* Task 1
Using the methods passage, list each soil characteristic reported for the experimental field at Faridkot along with its stated value.
* Task 2
Write the next few sentences of the methods passage on the study sites, continuing from its final sentence.

Materials and Methods

Experimental Site

The study was conducted at Punjab Agricultural University, Regional Research Station, Faridkot and Kapurthala during spring 2016, 2017 and 2018. Faridkot is located at 30 ° 40' N, 74 ° 74' E and is 200 m above from sea level, whereas the Kapurthala lies between 31 ° 22'N and 75 ° 22' E and at a 229 m above sea level. Faridkot is semiarid (dry) with annual rainfall of 400 mm, major part of which is received during the months of July, August and September. In this zone, the soils are light to medium in texture and groundwater is brackish. The normal annual rainfall of Kapurthala is 779 mm, 75% of which is received through southwest monsoon and remaining 25% through western disturbances and thunderstorms. The soil of the experimental field at Faridkot was sandy loam, slightly alkaline in pH (8.7), having electrical conductivity (EC) of 0.37 dScm−1, tested low in organic carbon (0.35%), medium in available P (15.0 kg ha−1) and medium in available K (256 kg ha−1), whereas at Kapurthala, soil was silty loam in texture, neutral in pH (7.1), having electrical conductivity of 0.38 dScm−1, medium in organic carbon (0.45%), medium in available P (17.9 kg ha−1) and available K (257 kg ha−1).

[Entries from a dataset]
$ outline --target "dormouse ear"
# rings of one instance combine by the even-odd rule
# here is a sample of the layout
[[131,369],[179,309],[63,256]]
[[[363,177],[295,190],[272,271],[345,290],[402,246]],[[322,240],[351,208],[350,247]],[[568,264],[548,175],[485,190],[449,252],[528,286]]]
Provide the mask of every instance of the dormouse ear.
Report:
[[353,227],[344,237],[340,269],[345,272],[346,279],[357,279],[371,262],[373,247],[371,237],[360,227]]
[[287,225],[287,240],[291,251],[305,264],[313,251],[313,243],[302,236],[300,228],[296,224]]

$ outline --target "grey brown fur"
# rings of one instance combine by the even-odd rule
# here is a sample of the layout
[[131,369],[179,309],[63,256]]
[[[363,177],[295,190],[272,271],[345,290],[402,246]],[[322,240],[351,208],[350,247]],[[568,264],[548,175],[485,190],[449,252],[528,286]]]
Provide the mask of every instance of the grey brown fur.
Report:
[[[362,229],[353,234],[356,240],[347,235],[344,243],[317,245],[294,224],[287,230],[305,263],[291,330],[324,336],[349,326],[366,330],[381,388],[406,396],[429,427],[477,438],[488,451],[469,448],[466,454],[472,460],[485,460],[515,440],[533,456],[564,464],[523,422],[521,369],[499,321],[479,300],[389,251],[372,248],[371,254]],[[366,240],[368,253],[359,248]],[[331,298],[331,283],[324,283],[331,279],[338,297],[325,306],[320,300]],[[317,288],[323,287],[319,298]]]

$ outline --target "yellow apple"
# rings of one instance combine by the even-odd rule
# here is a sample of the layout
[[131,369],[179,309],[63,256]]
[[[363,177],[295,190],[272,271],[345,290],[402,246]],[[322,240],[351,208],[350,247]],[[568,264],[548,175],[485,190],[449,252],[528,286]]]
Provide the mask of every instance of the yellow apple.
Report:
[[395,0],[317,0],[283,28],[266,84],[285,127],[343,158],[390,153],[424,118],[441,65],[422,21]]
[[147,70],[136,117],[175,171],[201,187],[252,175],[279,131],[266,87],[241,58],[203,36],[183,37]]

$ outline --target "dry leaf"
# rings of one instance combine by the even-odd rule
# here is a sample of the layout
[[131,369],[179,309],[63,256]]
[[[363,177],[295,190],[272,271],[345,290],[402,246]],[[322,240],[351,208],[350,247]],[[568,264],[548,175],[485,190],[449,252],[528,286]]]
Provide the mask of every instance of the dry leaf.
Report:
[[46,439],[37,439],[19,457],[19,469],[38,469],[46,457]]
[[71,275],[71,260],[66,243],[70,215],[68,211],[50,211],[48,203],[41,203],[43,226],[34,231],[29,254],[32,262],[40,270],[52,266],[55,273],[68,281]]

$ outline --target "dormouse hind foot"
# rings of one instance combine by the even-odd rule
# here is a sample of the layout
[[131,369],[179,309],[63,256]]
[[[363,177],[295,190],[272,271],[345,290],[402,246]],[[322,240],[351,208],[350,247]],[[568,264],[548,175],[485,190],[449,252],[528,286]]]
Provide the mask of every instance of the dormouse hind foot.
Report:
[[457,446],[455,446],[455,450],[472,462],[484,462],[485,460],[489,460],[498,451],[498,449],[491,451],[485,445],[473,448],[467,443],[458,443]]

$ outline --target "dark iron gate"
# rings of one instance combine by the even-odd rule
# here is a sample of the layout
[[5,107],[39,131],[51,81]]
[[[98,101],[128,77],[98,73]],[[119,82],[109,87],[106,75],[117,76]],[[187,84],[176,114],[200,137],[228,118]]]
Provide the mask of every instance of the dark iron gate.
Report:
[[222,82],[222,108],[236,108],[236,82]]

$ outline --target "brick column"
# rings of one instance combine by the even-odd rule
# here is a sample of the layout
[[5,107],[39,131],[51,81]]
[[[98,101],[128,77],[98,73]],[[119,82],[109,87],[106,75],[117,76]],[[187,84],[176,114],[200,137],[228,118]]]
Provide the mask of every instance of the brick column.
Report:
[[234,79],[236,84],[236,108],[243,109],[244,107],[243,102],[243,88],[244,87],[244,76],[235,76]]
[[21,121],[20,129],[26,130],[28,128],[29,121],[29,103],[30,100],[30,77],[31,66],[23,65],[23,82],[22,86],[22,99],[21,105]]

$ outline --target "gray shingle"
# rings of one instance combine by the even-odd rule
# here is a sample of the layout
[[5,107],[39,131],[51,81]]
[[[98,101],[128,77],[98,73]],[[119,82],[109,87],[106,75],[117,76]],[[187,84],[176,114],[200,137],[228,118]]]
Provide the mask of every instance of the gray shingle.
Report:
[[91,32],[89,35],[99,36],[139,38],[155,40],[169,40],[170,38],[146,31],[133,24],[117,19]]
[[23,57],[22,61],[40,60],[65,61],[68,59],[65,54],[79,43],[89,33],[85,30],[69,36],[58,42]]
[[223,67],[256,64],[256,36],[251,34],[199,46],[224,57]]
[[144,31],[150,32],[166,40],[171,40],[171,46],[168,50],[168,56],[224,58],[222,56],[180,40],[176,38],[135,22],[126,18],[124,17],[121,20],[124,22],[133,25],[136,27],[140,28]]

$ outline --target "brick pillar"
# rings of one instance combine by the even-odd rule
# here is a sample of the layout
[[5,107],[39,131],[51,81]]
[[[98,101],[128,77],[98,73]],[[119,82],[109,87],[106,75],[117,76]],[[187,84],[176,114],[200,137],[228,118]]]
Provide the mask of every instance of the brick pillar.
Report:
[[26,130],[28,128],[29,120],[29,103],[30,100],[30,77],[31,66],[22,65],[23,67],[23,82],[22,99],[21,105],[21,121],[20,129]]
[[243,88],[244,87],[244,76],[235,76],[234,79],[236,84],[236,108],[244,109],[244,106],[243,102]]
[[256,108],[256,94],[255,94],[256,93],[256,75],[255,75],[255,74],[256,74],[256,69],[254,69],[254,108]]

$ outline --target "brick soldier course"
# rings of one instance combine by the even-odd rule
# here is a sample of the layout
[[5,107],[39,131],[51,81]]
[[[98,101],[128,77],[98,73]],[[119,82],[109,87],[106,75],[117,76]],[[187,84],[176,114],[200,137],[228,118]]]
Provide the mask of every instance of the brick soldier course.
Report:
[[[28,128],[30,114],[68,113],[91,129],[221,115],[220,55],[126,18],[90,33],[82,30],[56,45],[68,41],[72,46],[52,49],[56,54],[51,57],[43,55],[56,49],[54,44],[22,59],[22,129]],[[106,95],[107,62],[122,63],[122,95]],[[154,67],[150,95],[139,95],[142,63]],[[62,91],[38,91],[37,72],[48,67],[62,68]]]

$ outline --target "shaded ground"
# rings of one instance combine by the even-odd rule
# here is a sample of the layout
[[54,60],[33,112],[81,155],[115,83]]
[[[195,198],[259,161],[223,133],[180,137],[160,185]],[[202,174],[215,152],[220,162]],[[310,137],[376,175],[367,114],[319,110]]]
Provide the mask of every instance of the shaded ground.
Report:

* Exercise answer 1
- Texture: sandy loam
- pH: 8.7 (slightly alkaline)
- Electrical conductivity (EC): 0.37 dScm−1
- Organic carbon: 0.35% (low)
- Available P: 15.0 kg ha−1 (medium)
- Available K: 256 kg ha−1 (medium)

* Exercise answer 2
Weather

Weather data were recorded from automatic weather station located around 300 m away from the experimental sites at both locations during crop seasons of 2016, 2017 and 2018 and is presented in Figs. 1 and 2. At Faridkot, maximum rainfall was received during the month of August every year and mean maximum and mean minimum temperatures were recorded in the month of May and December, respectively, every year. At Kapurthala, the mean maximum temperature was highest (40.2 °C) in the month of May, 2017, whereas in June, it was maximum (42.3 °C) during year 2018. Mean minimum temperature of 4.6 °C was recorded in the month of February 2016, whereas its lowest value was recorded in the months of December 2017 and 2018. Rainfall of 633.3, 863.5 and 506.5 mm was received during years 2016, 2017 and 2018, respectively. Evapotranspiration was comparatively higher during years 2016 (1523.5 mm) and 2018 (1569.5 mm) than year 2017 (1280 mm).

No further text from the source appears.